§ Page text:
• • • • • • •
In ICANN circles these days, accountability is the buzz word. Nearly everybody is talking about it. Generally everybody is in favor of it, but that’s where the agreement ends. This paper urges action by ICANN to provide a means for redress of grievances as an essential element of accountability.

I would like to review the ICM case (the delegation of the .xxx domain), and the role of ICANN’s Independent Review Panel (the IRP). As you will recall, the ICANN Board had originally awarded .xxx to ICM, but in a subsequent reconsideration had reversed the award. The Review Panel, in a split decision, found that the ICANN Board’s reconsideration “was not consistent with the application of neutral, objective and fair documented policy.” Following the Panel’s declaration, the ICANN Board again reversed itself and made the award to ICM.

Accountability and redress worked in the ICM case, but ICANN did not see it that way. ICM sought and received redress for what it considered a raw deal from ICANN. ICANN, however, decided that a change in the ground rules was needed in order to avoid further and similar embarrassments.

ICANN offers three avenues for redress of perceived failures to abide by its established policies. Article IV of the ICANN Bylaws provides a process for Request for Reconsideration (Section 2), and a separate process for “independent third-party review of Board actions….” (Section 3). Article V of the Bylaws establishes the office of an Ombudsman.

Independent third party review was the procedure invoked by ICM. At the time ICM requested review, in June 2008, the standard of review was simple and straightforward:

“Requests for such independent review shall be referred to an Independent Review Panel (“IRP”), which shall be charged with comparing contested actions of the Board to the Articles of Incorporation and Bylaws, and with declaring whether the Board has acted consistently with the provisions of those Articles of Incorporation and Bylaws.”

Effective in April 2013, the ICANN Board made a number of significant changes in the standard of review. First, requests for review are now referred to an Independent Review Process Panel (emphasis added). In other words, only the process is subject to review, not the real question whether the Board acted consistently with the ICANN articles and bylaws.
• • • • • • •
§ Stated goal 1: List the three avenues the ICANN passage says ICANN offers for redress of perceived failures to abide by its established policies.

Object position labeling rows
• • • • • • •
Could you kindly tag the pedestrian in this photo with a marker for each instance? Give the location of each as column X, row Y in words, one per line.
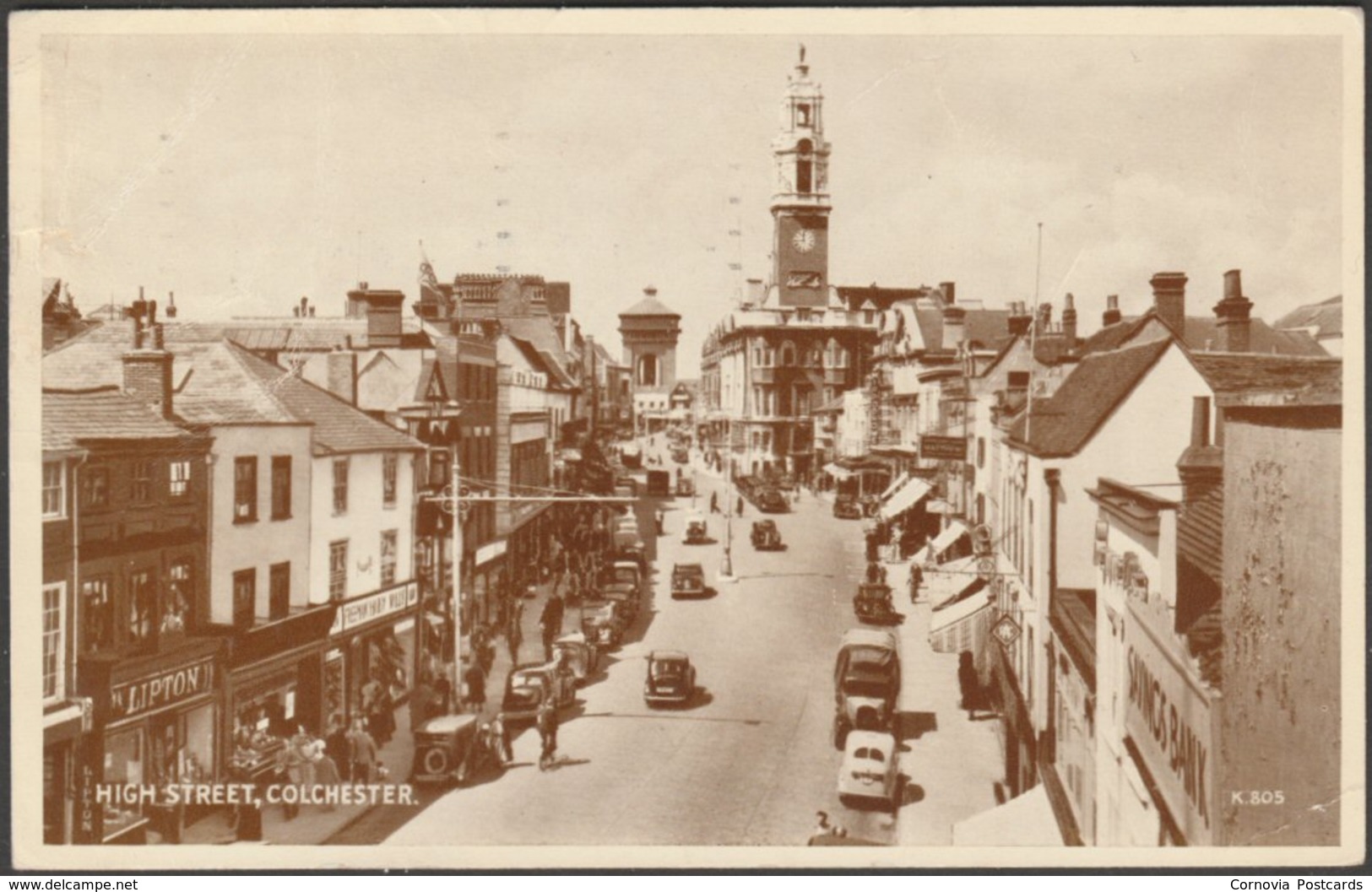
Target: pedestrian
column 336, row 747
column 969, row 684
column 548, row 734
column 475, row 679
column 361, row 752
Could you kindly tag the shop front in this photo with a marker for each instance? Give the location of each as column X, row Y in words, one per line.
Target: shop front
column 372, row 657
column 154, row 723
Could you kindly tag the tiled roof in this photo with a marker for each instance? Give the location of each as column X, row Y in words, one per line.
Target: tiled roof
column 1065, row 422
column 1201, row 532
column 72, row 418
column 219, row 381
column 651, row 306
column 338, row 425
column 1326, row 317
column 1202, row 335
column 1299, row 381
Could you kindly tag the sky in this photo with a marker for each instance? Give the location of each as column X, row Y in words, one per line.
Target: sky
column 246, row 170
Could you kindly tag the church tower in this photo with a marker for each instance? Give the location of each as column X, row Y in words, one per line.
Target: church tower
column 800, row 205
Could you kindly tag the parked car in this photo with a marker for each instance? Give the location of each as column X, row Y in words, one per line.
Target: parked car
column 870, row 769
column 603, row 624
column 577, row 653
column 770, row 501
column 866, row 683
column 847, row 508
column 697, row 532
column 689, row 581
column 766, row 537
column 529, row 685
column 671, row 678
column 871, row 603
column 442, row 747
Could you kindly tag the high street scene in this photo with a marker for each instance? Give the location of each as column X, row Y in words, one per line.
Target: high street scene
column 720, row 441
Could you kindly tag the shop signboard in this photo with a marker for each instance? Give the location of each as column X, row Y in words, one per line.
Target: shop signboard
column 372, row 607
column 1169, row 718
column 943, row 447
column 160, row 689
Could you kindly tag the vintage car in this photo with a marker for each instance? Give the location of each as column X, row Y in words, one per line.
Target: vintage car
column 770, row 501
column 697, row 532
column 529, row 685
column 603, row 624
column 577, row 653
column 689, row 581
column 847, row 508
column 671, row 678
column 866, row 683
column 871, row 603
column 766, row 537
column 870, row 769
column 446, row 749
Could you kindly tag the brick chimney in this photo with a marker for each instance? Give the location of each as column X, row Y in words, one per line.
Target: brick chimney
column 1169, row 300
column 1020, row 319
column 342, row 375
column 1233, row 316
column 1112, row 315
column 1201, row 466
column 147, row 366
column 1069, row 320
column 955, row 330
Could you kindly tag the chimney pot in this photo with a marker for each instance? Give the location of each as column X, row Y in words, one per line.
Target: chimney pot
column 1169, row 298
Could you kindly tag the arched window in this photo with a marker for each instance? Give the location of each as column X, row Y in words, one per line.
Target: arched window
column 648, row 370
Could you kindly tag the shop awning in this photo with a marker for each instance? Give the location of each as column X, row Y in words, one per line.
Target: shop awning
column 955, row 532
column 1027, row 819
column 963, row 624
column 910, row 493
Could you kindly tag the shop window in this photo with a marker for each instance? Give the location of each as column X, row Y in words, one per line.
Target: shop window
column 245, row 597
column 54, row 626
column 340, row 486
column 245, row 489
column 279, row 591
column 142, row 605
column 54, row 490
column 280, row 488
column 390, row 471
column 140, row 482
column 338, row 570
column 124, row 754
column 388, row 545
column 176, row 611
column 179, row 479
column 95, row 488
column 96, row 615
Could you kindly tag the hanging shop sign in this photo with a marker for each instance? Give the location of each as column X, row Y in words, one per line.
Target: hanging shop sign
column 369, row 607
column 943, row 447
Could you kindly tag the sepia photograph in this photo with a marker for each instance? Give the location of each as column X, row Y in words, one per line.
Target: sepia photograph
column 456, row 438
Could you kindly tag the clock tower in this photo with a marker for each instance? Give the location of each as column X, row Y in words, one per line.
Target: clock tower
column 800, row 203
• • • • • • •
§ Stated goal 2: Give again the rows from their first line through the line holding "column 1299, row 381", inclusive, leaving out the pictures.

§ Written solution 1:
Request for Reconsideration (Article IV, Section 2 of the ICANN Bylaws)
Independent third-party review of Board actions (Article IV, Section 3)
The office of an Ombudsman (Article V)

§ Written solution 2:
Could you kindly tag the pedestrian in this photo with a marker for each instance? Give the location of each as column X, row Y in words, one per line.
Target: pedestrian
column 336, row 747
column 969, row 684
column 548, row 734
column 475, row 679
column 361, row 752
Could you kindly tag the shop front in this photo with a marker for each instance? Give the location of each as column X, row Y in words, one per line.
Target: shop front
column 372, row 657
column 154, row 723
Could you kindly tag the tiled roof in this photo with a marker for each instance? Give the location of each as column X, row Y in words, one per line.
Target: tiled roof
column 1065, row 422
column 1201, row 532
column 72, row 418
column 219, row 381
column 651, row 306
column 338, row 425
column 1326, row 317
column 1202, row 335
column 1299, row 381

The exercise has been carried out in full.